Every line of the material below needs to be copied exactly; omit the pictures.

__________

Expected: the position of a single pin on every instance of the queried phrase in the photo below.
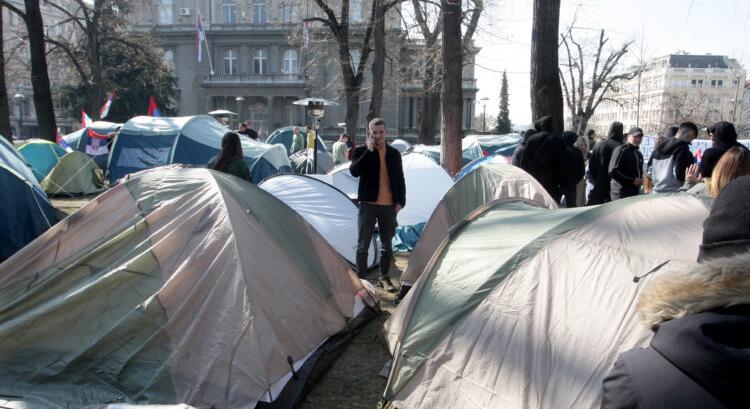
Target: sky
(658, 27)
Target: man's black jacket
(366, 166)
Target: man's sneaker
(386, 283)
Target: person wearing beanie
(699, 356)
(626, 167)
(599, 164)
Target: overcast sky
(719, 27)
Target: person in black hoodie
(599, 164)
(543, 156)
(699, 356)
(725, 137)
(575, 167)
(666, 167)
(626, 167)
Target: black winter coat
(698, 361)
(366, 166)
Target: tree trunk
(546, 92)
(452, 90)
(378, 64)
(45, 110)
(5, 128)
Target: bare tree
(589, 82)
(546, 92)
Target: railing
(254, 79)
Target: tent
(146, 142)
(302, 162)
(491, 181)
(79, 139)
(41, 155)
(75, 174)
(25, 210)
(470, 150)
(180, 285)
(524, 307)
(494, 159)
(326, 208)
(499, 144)
(284, 136)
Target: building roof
(697, 61)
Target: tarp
(148, 142)
(528, 308)
(326, 208)
(470, 150)
(42, 156)
(284, 136)
(180, 285)
(487, 182)
(75, 174)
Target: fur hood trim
(716, 283)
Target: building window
(165, 12)
(290, 12)
(229, 11)
(355, 11)
(230, 61)
(260, 61)
(259, 12)
(291, 62)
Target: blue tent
(80, 138)
(148, 142)
(42, 156)
(284, 137)
(26, 213)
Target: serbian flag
(153, 109)
(104, 111)
(200, 36)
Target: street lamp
(484, 101)
(20, 99)
(239, 102)
(316, 109)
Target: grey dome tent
(180, 285)
(326, 208)
(527, 307)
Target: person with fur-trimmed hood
(699, 356)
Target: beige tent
(528, 307)
(486, 183)
(177, 286)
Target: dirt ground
(353, 381)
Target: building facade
(260, 59)
(680, 87)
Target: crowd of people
(617, 169)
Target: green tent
(180, 285)
(75, 174)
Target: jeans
(386, 217)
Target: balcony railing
(284, 79)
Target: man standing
(381, 195)
(599, 164)
(671, 157)
(626, 167)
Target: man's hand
(693, 173)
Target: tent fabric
(148, 142)
(325, 208)
(529, 307)
(75, 174)
(180, 285)
(10, 157)
(285, 135)
(470, 150)
(488, 182)
(42, 156)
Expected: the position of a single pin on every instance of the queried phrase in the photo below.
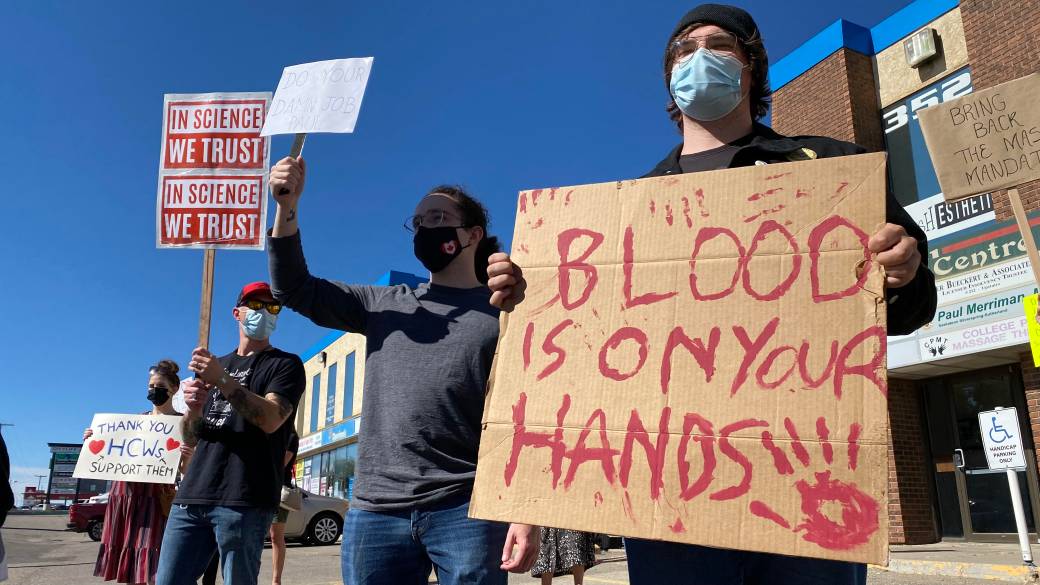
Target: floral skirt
(563, 550)
(134, 522)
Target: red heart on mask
(96, 447)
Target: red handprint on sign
(859, 511)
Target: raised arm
(328, 304)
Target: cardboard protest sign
(213, 171)
(699, 358)
(985, 141)
(318, 97)
(136, 448)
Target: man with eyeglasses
(240, 413)
(717, 74)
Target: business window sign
(330, 435)
(939, 219)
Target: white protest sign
(318, 97)
(1002, 439)
(135, 448)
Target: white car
(319, 522)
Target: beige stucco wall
(335, 354)
(897, 79)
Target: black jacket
(910, 306)
(6, 498)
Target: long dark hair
(166, 370)
(473, 213)
(759, 95)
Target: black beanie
(732, 19)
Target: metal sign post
(1003, 443)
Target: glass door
(975, 502)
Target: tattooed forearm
(267, 412)
(189, 428)
(284, 408)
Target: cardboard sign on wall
(699, 358)
(986, 141)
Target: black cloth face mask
(437, 247)
(158, 395)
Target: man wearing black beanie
(717, 98)
(717, 74)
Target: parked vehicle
(88, 516)
(319, 522)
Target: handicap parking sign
(1001, 437)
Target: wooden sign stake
(206, 306)
(1023, 227)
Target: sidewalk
(976, 560)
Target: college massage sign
(699, 358)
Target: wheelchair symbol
(997, 431)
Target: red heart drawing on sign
(96, 447)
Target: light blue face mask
(259, 325)
(707, 85)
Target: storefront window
(348, 387)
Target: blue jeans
(653, 562)
(193, 532)
(400, 548)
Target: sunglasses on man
(274, 307)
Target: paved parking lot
(42, 552)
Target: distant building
(863, 85)
(60, 485)
(31, 496)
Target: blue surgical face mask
(707, 85)
(259, 325)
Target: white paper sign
(135, 448)
(1002, 439)
(318, 97)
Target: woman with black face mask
(136, 512)
(430, 350)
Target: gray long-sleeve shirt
(429, 356)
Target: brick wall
(836, 98)
(910, 513)
(1003, 37)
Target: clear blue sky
(495, 96)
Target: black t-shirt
(235, 462)
(709, 159)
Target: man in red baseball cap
(240, 412)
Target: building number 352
(950, 88)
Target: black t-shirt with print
(235, 462)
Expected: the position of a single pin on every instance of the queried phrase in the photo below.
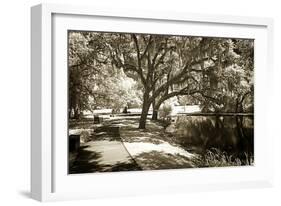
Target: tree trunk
(144, 112)
(155, 114)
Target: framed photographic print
(137, 102)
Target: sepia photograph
(139, 102)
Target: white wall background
(15, 101)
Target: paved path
(120, 146)
(105, 153)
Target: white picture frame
(49, 179)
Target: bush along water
(216, 139)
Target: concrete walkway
(105, 153)
(120, 146)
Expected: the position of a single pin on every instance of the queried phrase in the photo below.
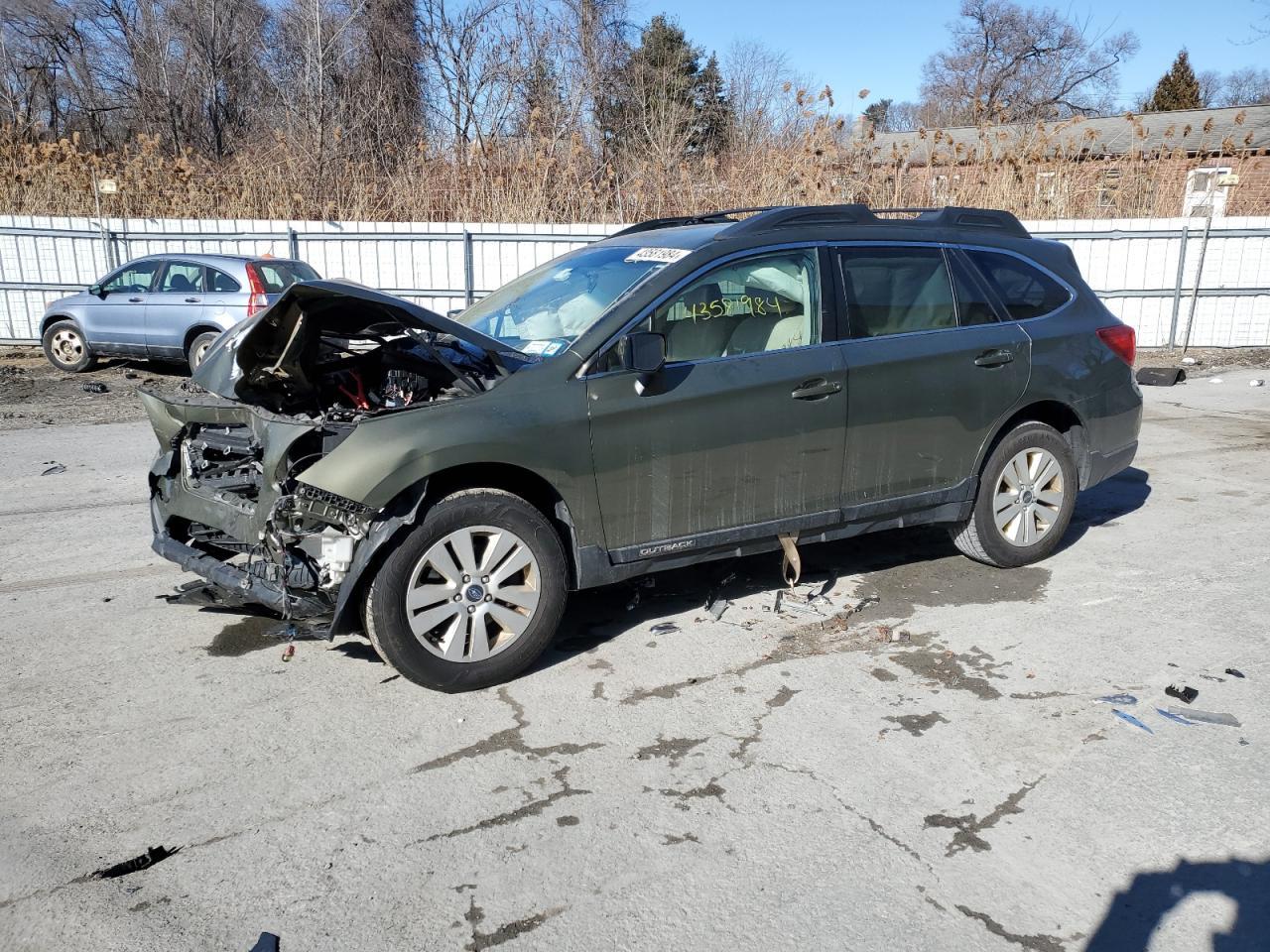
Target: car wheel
(1026, 495)
(472, 595)
(66, 348)
(198, 348)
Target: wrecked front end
(229, 502)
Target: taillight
(257, 301)
(1121, 341)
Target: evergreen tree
(1178, 89)
(668, 96)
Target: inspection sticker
(665, 255)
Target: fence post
(468, 270)
(1178, 289)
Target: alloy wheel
(1029, 497)
(67, 345)
(472, 593)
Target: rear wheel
(198, 348)
(472, 595)
(66, 348)
(1026, 495)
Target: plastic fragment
(1184, 693)
(1207, 716)
(139, 862)
(1118, 699)
(1130, 719)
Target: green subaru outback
(689, 389)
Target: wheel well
(53, 318)
(1064, 419)
(195, 330)
(521, 483)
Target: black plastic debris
(1161, 376)
(717, 607)
(1183, 693)
(155, 855)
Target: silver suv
(164, 306)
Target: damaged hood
(275, 338)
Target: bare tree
(1008, 62)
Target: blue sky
(881, 46)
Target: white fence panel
(1166, 277)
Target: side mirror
(645, 353)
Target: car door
(930, 371)
(740, 434)
(116, 322)
(176, 306)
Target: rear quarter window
(1025, 291)
(280, 276)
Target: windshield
(544, 311)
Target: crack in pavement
(675, 749)
(873, 824)
(1038, 943)
(969, 826)
(779, 699)
(508, 739)
(534, 807)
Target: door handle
(993, 358)
(816, 389)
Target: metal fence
(1206, 282)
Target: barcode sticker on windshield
(665, 255)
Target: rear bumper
(1105, 465)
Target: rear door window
(135, 278)
(896, 290)
(1025, 291)
(221, 282)
(280, 276)
(182, 278)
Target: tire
(66, 347)
(198, 348)
(460, 629)
(1029, 529)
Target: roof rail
(806, 216)
(720, 217)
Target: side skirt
(597, 566)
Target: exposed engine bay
(273, 399)
(341, 359)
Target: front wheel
(472, 595)
(1026, 495)
(198, 348)
(66, 348)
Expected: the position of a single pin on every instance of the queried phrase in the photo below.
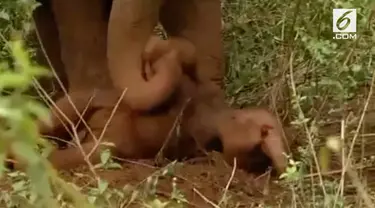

__________

— Solution —
Expected: the position of a single pin on every instance of the queried phrase in the photo below.
Target: sky
(658, 27)
Target: man's black jacket
(366, 166)
Target: man's sneaker
(386, 283)
Target: person wearing beanie
(699, 356)
(626, 167)
(599, 164)
Target: overcast sky
(719, 27)
Target: person in black hoodie
(599, 164)
(543, 156)
(699, 356)
(725, 137)
(575, 167)
(666, 167)
(626, 167)
Target: black winter coat
(698, 361)
(366, 166)
Target: tree trunk
(546, 92)
(452, 90)
(378, 64)
(45, 110)
(5, 128)
Target: bare tree
(589, 82)
(546, 92)
Target: railing
(254, 79)
Target: tent
(146, 142)
(302, 162)
(491, 181)
(79, 139)
(41, 155)
(75, 174)
(25, 210)
(470, 150)
(180, 285)
(524, 307)
(494, 159)
(326, 208)
(499, 144)
(284, 136)
Target: building roof
(697, 61)
Target: tarp
(148, 142)
(528, 308)
(326, 208)
(470, 150)
(42, 156)
(284, 136)
(180, 285)
(487, 182)
(75, 174)
Target: fur hood trim
(716, 283)
Target: building window
(165, 12)
(290, 12)
(229, 11)
(355, 11)
(230, 61)
(260, 61)
(259, 12)
(291, 62)
Target: blue tent
(80, 138)
(148, 142)
(42, 156)
(284, 137)
(26, 213)
Target: serbian flag
(153, 109)
(104, 111)
(200, 36)
Target: street lamp
(484, 101)
(20, 99)
(239, 102)
(316, 109)
Target: grey dome tent
(180, 285)
(326, 208)
(527, 307)
Target: person with fur-trimmed hood
(699, 356)
Target: beige tent
(528, 307)
(486, 183)
(177, 286)
Target: dirt ground
(353, 381)
Target: building facade
(260, 59)
(680, 87)
Target: crowd of people
(617, 169)
Target: green tent
(180, 285)
(75, 174)
Target: jeans
(386, 217)
Target: balcony railing
(284, 79)
Target: man standing
(381, 195)
(599, 164)
(671, 157)
(626, 167)
Target: man's hand
(693, 173)
Target: tent fabric
(148, 142)
(325, 208)
(529, 307)
(75, 174)
(180, 285)
(10, 157)
(285, 135)
(470, 150)
(488, 182)
(42, 156)
Expected: the position of a single pin on every instance of the queried phrase in the photo below.
Target: floral skirt
(563, 550)
(134, 522)
Target: red heart on mask
(96, 447)
Target: red handprint on sign
(859, 511)
Target: raised arm
(328, 304)
Target: cardboard protest sign
(213, 171)
(699, 358)
(985, 141)
(318, 97)
(136, 448)
Target: man with eyeglasses
(240, 413)
(717, 74)
Target: business window sign
(330, 435)
(939, 219)
Target: white protest sign
(318, 97)
(1002, 439)
(135, 448)
Target: white car
(319, 522)
Target: beige stucco wall
(335, 354)
(897, 79)
Target: black jacket
(910, 306)
(6, 498)
Target: long dark hair
(166, 370)
(473, 213)
(759, 95)
Target: black beanie
(732, 19)
Target: metal sign post
(1003, 443)
Target: glass door
(975, 502)
Target: tattooed forearm
(267, 412)
(189, 428)
(284, 408)
Target: cardboard sign on wall
(699, 358)
(986, 141)
Target: black cloth face mask
(437, 247)
(158, 395)
Target: man wearing black beanie
(717, 98)
(717, 74)
Target: parked vehicle
(88, 516)
(319, 522)
Target: handicap parking sign
(1001, 437)
Target: wooden sign stake
(206, 306)
(1023, 227)
Target: sidewalk
(976, 560)
Target: college massage sign
(699, 358)
Target: wheelchair symbol
(997, 431)
Target: red heart drawing on sign
(96, 447)
Target: light blue face mask
(259, 325)
(707, 85)
Target: storefront window
(348, 387)
Target: blue jeans
(653, 562)
(193, 532)
(400, 548)
Target: sunglasses on man
(274, 307)
Target: paved parking lot
(42, 552)
Target: distant building
(863, 85)
(60, 485)
(31, 496)
Target: blue surgical face mask
(707, 85)
(259, 325)
Target: white paper sign
(135, 448)
(1002, 439)
(318, 97)
Target: woman with black face mask
(136, 512)
(430, 350)
Target: gray long-sleeve shirt
(429, 356)
Target: brick wall
(836, 98)
(910, 513)
(1003, 37)
Target: clear blue sky
(495, 96)
Target: black t-shirt
(235, 462)
(709, 159)
Target: man in red baseball cap
(240, 412)
Target: building number 352
(950, 88)
Target: black t-shirt with print
(235, 462)
Expected: the position of a single pin on every instance of the queried phrase in the photo below.
Target: tree trunk
(144, 112)
(155, 114)
Target: framed photographic print
(137, 102)
Target: sepia photograph
(139, 102)
Target: white wall background
(15, 101)
Target: paved path
(120, 146)
(105, 153)
Target: white picture frame
(49, 179)
Target: bush along water
(216, 139)
Target: concrete walkway
(105, 153)
(120, 146)
Expected: the position of a single pin on every instance of the queried phrase in the photo below.
Target: car wheel
(1026, 495)
(472, 595)
(66, 348)
(198, 348)
Target: wrecked front end
(229, 502)
Target: taillight
(257, 301)
(1121, 341)
Target: evergreen tree
(1178, 89)
(668, 96)
Target: inspection sticker
(665, 255)
Target: fence post
(468, 270)
(1178, 289)
Target: alloy wheel
(1029, 497)
(67, 345)
(472, 593)
Target: rear wheel
(198, 348)
(472, 595)
(66, 348)
(1026, 495)
Target: plastic fragment
(1184, 693)
(1207, 716)
(139, 862)
(1118, 699)
(1130, 719)
Target: green subaru outback
(689, 389)
Target: wheel well
(53, 318)
(1064, 419)
(195, 330)
(521, 483)
Target: black plastic debris
(1161, 376)
(717, 607)
(1183, 693)
(155, 855)
Target: silver suv
(164, 306)
Target: damaged hood
(275, 338)
Target: bare tree
(1008, 62)
Target: blue sky
(881, 46)
Target: white fence panel
(1166, 277)
Target: side mirror
(645, 353)
Target: car door
(930, 371)
(740, 434)
(116, 322)
(176, 306)
Target: rear quarter window
(1025, 291)
(280, 276)
Target: windshield
(544, 311)
Target: crack in pavement
(675, 749)
(873, 824)
(1038, 943)
(969, 826)
(779, 699)
(508, 739)
(534, 807)
Target: door handle
(993, 358)
(816, 389)
Target: metal fence
(1206, 282)
Target: barcode sticker on windshield
(665, 255)
Target: rear bumper
(1105, 465)
Target: rear door window
(135, 278)
(896, 290)
(1025, 291)
(221, 282)
(280, 276)
(182, 278)
Target: tire
(66, 347)
(198, 348)
(460, 629)
(1029, 529)
Target: roof rail
(806, 216)
(720, 217)
Target: side skirt
(597, 566)
Target: exposed engine bay
(273, 399)
(341, 359)
Target: front wheel
(472, 595)
(1026, 495)
(198, 348)
(66, 348)
Expected: the position of a single pin on every instance of the queried phrase in the photo below.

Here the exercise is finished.